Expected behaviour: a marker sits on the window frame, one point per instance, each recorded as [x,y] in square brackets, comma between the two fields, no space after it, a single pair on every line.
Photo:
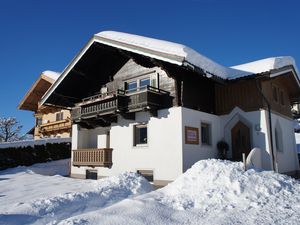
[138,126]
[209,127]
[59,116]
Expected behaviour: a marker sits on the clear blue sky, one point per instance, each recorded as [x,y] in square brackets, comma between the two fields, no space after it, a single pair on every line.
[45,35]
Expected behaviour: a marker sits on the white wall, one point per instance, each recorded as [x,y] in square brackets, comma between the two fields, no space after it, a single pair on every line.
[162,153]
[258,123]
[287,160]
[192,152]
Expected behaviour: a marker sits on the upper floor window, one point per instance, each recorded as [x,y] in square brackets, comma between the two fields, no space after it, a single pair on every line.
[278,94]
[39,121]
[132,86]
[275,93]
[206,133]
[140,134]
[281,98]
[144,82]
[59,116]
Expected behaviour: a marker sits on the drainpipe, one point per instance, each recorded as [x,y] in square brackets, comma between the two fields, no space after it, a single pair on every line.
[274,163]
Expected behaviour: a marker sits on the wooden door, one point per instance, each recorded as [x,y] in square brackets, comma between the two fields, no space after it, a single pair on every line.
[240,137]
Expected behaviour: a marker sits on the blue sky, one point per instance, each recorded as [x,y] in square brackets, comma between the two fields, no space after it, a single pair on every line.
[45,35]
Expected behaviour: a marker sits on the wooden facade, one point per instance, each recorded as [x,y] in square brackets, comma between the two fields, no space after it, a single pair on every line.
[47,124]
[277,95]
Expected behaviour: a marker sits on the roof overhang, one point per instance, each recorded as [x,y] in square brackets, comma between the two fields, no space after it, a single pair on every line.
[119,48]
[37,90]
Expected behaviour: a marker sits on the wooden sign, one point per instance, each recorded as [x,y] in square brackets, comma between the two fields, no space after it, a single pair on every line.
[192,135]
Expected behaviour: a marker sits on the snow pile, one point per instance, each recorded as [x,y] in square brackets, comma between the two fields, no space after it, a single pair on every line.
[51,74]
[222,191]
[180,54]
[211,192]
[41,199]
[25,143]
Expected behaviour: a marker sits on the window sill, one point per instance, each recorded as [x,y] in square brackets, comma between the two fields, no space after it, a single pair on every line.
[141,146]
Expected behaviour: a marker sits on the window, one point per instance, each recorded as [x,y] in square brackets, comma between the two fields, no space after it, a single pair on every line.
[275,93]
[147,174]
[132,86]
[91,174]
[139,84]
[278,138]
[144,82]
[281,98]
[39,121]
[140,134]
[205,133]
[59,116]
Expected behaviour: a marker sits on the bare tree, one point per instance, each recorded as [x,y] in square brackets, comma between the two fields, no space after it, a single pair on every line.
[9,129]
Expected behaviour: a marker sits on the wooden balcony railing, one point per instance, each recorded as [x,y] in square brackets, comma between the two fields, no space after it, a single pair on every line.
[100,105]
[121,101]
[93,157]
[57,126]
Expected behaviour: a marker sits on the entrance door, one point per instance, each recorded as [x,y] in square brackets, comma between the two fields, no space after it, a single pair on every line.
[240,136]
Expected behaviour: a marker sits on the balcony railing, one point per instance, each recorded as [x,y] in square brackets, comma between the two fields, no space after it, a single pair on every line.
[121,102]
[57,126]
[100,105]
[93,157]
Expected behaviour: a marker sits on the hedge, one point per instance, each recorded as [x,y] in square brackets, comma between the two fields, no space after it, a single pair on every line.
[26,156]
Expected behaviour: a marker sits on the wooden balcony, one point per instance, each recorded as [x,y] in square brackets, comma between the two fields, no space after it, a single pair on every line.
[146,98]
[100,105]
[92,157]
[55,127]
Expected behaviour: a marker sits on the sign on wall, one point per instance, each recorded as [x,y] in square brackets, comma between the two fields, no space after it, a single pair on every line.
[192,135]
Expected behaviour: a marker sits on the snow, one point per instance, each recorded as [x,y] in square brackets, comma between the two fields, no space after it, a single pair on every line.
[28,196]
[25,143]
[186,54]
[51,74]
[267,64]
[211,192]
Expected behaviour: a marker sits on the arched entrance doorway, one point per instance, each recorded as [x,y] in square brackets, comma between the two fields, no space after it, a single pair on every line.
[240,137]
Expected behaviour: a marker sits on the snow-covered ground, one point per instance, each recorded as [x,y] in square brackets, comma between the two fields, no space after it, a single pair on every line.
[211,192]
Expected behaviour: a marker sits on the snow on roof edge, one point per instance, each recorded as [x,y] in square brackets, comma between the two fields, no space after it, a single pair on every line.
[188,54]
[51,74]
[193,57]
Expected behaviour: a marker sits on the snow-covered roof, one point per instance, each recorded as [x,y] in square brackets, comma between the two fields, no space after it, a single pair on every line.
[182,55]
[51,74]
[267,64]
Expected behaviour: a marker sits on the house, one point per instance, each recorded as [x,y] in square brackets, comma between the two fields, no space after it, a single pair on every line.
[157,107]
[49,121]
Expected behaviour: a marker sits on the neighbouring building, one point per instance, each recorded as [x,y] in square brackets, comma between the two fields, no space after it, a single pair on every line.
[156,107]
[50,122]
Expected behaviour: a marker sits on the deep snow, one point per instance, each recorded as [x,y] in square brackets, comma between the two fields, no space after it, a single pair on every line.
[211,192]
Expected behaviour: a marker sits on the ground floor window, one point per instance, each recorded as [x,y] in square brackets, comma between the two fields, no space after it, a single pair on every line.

* * * *

Copy each line exactly, and leave the pictures out of your copy.

Expected behaviour: a marker sits on the window frame, one point per instance, each recorded as [x,y] in square brackets, comma between the two fields, no space after it, a single pair on every line.
Photo:
[138,126]
[209,127]
[59,116]
Expected behaviour: a marker sits on the clear blue sky, one point per instance, each recorded as [x,y] in square brackets, comma between the two fields, no space after it, a single pair on every line.
[45,35]
Expected behaviour: a marker sits on the white wall, one point per instance, each recorded as [x,y] in square brackets, comma between the two fields, no space after it, a single pair on every line.
[162,153]
[258,123]
[287,160]
[192,152]
Expected behaviour: a marker sits on the upper floor window, one point per instance, each recorded as [x,y] in square brackets, comma between the two fields, no space after it, a single pair on every line.
[278,94]
[39,121]
[132,86]
[275,93]
[206,133]
[140,134]
[281,98]
[144,82]
[59,116]
Expected behaviour: a marker sits on the drainpipe, one point per instance, each recorded as [x,y] in square brackets, comma between the two fields, no space after it, a single pair on every line.
[274,163]
Expected behaviour: a marker sits on the wooden door, one point per instance, each recorded as [x,y] in square brackets, comma between the two fields, no space after it, a single pair on every line.
[240,137]
Expected behaviour: a marker sits on the blue sky, one point per instance, each recorded as [x,y] in square brackets, comma between the two fields, no space after it, a single pair on every line.
[45,35]
Expected behaviour: a marker sits on the wooden facade, one point per instance, each recorded as [x,y] in square brackets, comma between the two fields, no space after it, a single pair on every line.
[47,124]
[277,95]
Expected behaviour: a marker sits on the roof overhang, one point per instance, each recorded as [x,y] in square brackets, comma between the two fields, no space after it, a single pair on every line.
[119,48]
[37,90]
Expected behaviour: a marker sits on the wooden sign, one point per instance, each recorded as [x,y] in square brackets, comma between the two fields, no space after it, a single pair on every line.
[192,135]
Expected behaviour: a marker sits on the snow pile, one point per instance, each recorded as [x,y] in square brackets, comma between the two fields, no space after it, a single pair on every line.
[51,74]
[222,191]
[180,54]
[211,192]
[41,199]
[25,143]
Expected behaviour: a marker sits on the window sill, one point per instance, each recorded as [x,y] in square brackets, comma between the two fields, no space after it, a single pair on every line.
[141,146]
Expected behaviour: a marker sits on the window, one point per instance, each recorded as [x,y] in square brackets, comma between the two fields, no space after it, a single pair on every line.
[275,93]
[147,174]
[132,86]
[91,174]
[139,84]
[278,138]
[144,82]
[281,98]
[39,121]
[140,134]
[205,133]
[59,116]
Expected behaviour: a marker sits on the bare tree, one point per instance, each recorded as [x,y] in square brackets, comma between the two fields, no space after it, a single pair on every line.
[9,129]
Expected behaviour: a marker sits on the wooden balcony railing, one point per instance, each recorded as [x,y] in square brackets, comma between the two fields, no space after it, a single pair on every line.
[100,105]
[121,101]
[93,157]
[57,126]
Expected behaviour: a marker sits on the entrance door, one point per instance, each recorded as [x,y] in square brackets, comma between the two fields, no space after it, a single pair on every line.
[240,136]
Expected behaviour: a marker sits on the balcony railing, one point per instance, each recorded as [x,y] in square brackets, comma between the two fields, no space after it, a single pair on every line.
[121,102]
[57,126]
[100,105]
[93,157]
Expected behaviour: a marker sits on the hedge, one point per instance, each recorded as [x,y] in square brackets, comma between the two fields, no space after it, a single pair on every line.
[26,156]
Expected behaviour: a marker sits on the wooden balcony, one point per instance, each recorded as [x,y] in square brackets, comma between the two fields, no space after it, a single pair on every line.
[146,98]
[100,105]
[92,157]
[55,127]
Expected behaviour: a marker sits on the sign on wall, one point per instance, each recorded as [x,y] in square brackets, comma between the two fields, no space after it, a single pair on every line.
[192,135]
Expected behaviour: a marker sits on the snow, one point per instance, each recorded as [x,y] in square brackets, comma between the two fields, no space after it, a single pair on every line.
[28,196]
[25,143]
[186,54]
[51,74]
[267,64]
[211,192]
Expected behaviour: a marker sits on the arched entrance doorway, one point per instance, each recorded as [x,y] in square brackets, comma between the two fields, no space after it, a single pair on every line.
[240,137]
Expected behaviour: a marker sits on the snow-covered ground, one point per instance, each recorded as [x,y] in square brackets, comma between the two fields, no space after it, a single pair on every line.
[211,192]
Expected behaviour: a marker sits on the snow on roof edge, one point per instance, each recorded as [x,y] in square brackets, comma between the two fields, no space after it, a single pair on every line.
[188,54]
[51,74]
[193,57]
Expected behaviour: a marker sits on the snow-covered roof, one point per instance, each recorded as [x,y] in square brackets, comma between the two fields, no space after it, a single pair on every line.
[182,55]
[51,74]
[267,64]
Expected behaviour: a marker sits on the house, one point per instance, each recorded as [x,y] in square brackets, comma between the two fields, no space after it, a single pair on every line.
[157,107]
[49,121]
Expected behaviour: a marker sits on the neighbouring building, one point per instance, each recorded as [x,y] in square brackets, comma between the two fields, no space after it, a single pair on every line.
[156,107]
[50,122]
Expected behaviour: a marker sits on the deep snow, one point per instance, each recorded as [x,y] in square brackets, comma between the two fields, no space after it, a single pair on every line.
[211,192]
Expected behaviour: a marker sits on the ground floor window, one point per instance, each recorded as [x,y] in square brackets, comma between the two fields, no space after it, a single pair on every line.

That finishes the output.